**CONSIGNE**:
Extrayez du discours sur l'esclavage, mot pour mot, le passage qui va de « Dès lors,  cela » jusqu'à « d’être maîtres d’eux-mêmes. ».

**TEXTE FOURNI**:
====

Discours* sur l’esclavage aux Marches des esclaves, La Guadeloupe, 16 décembre 2021.

Comme c’est moi le plus ancien dans le grade le plus élevé,  je suppose que c’est à moi de dire les mots qu’il est nécessaire de prononcer à cet endroit.

Notre présence, ici, je l’espère va contribuer au mouvement de reconnaissance de la réalité de l’esclavage. Je vais dire pourquoi l’esclavage doit être reconnu dans tout ce qu’il a été. Mais avant je veux dire combien je crois important que, chacun son tour, quand nous venons sur la Terre de Guadeloupe, nous prenions chacun le temps de l’escale et du passage ici.

L’esclavage est une forme d’organisation des sociétés et une  relation économique antérieure à cet esclavage organisé pendant ces 3 siècles durant lesquels il a fonctionné dans le système particulier de ce qu’on a appelé  la traite négrière. Il est clair que les sociétés antiques étaient déjà travaillées en profondeur par l’esclavage. Certains disent que la chute des grands empires a été provoquée précisément par ce système qui leur interdisait de réaliser les progrès matériels qu’elles auraient du faire. C’est-à-dire si ces sociétés avaient dû  se poser, la question de la production autrement qu’en esclavagisant des gens.

On peut dire que, si c’est vrai pour avant la traite négrière, c’est vrai aussi après et depuis. L’esclavage n’est pas une réalité du passé. L’esclavage continue aujourd’hui.  Il y a des gens esclaves dans un certain nombre de pays. Mais il y a aussi des formes d’esclavage qui ne portent pas ce nom mais qui pourtant le sont. Lorsque des travailleurs sont, par exemple,  amenés d’un pays dans un autre,  à qui on confisque leurs papiers,  à qui on verse des  payes misérables qui leur permettent à peine de survivre,  comme nous avons pu l’observer avec  ces milliers de malheureux qui ont été traînés pour préparer la coupe du monde de foot.  L’esclavage se note encore dans la traite des êtres humains qu’on appelle la prostitution, qui est un esclavage. Et d’autres formes existent. On chiffre à quelques millions, le nombre des esclaves à l’heure à laquelle nous parlons.

Dès lors,  cela nous fait devoir de penser que nous ne sommes pas seulement en train de commémorer ou célébrer, mais que notre devoir est de prolonger la lutte que nos ancêtres,  ici présent,  ont commencé. Et c’est la première des choses à dire: les esclaves ne se sont jamais résignés à leur situation,  contrairement à une légende paternaliste et infantilisante qui fait considérer en definitive les populations esclavagisées comme des gens incapables d’être maîtres d’eux-mêmes.

La traite négrière a été une forme particulière d’esclavage et  elle a rempli un rôle particulier dans l’histoire. Lequel ?

C’est dans les entrailles douloureuses de la première globalisation économique que le capitalisme a réalisé ses premières grandes accumulations qui lui ont permis, ensuite, de devenir le système dominant. Auparavant, on avait eu le commerce mondial organisé à partir de Venise. Mais c’est la traite négrière qui va systématiser  l’idée qu’on peut enlever des gens à un endroit,  les vendre à un autre et ramener ensuite d’autres marchandises au port de départ.

====

**DONNÉES BRUTES**:
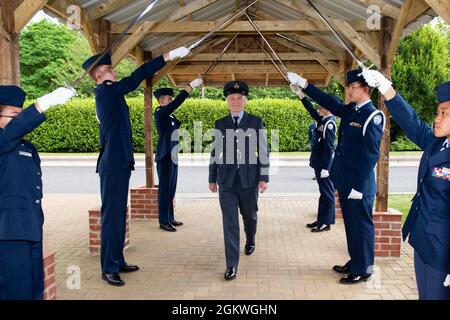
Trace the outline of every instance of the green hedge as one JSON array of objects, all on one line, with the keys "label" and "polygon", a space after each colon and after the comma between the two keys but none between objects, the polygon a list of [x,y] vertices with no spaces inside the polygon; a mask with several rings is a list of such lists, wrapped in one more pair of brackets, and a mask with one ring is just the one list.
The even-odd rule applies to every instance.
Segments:
[{"label": "green hedge", "polygon": [[[144,152],[144,101],[142,97],[127,99],[133,131],[135,152]],[[154,103],[156,107],[156,102]],[[268,129],[279,130],[280,151],[308,149],[308,126],[311,117],[301,103],[295,100],[250,100],[246,110],[261,117]],[[202,131],[214,127],[214,122],[226,116],[226,102],[188,99],[175,113],[193,138],[194,122],[202,122]],[[46,112],[47,120],[29,138],[40,152],[97,152],[98,123],[93,99],[75,99],[65,106]],[[154,120],[153,120],[154,121]],[[153,122],[154,145],[158,135]],[[209,144],[205,141],[203,147]]]}]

====

**RÉSULTAT DE L'EXERCICE**:
Dès lors,  cela nous fait devoir de penser que nous ne sommes pas seulement en train de commémorer ou célébrer, mais que notre devoir est de prolonger la lutte que nos ancêtres,  ici présent,  ont commencé. Et c’est la première des choses à dire: les esclaves ne se sont jamais résignés à leur situation,  contrairement à une légende paternaliste et infantilisante qui fait considérer en definitive les populations esclavagisées comme des gens incapables d’être maîtres d’eux-mêmes.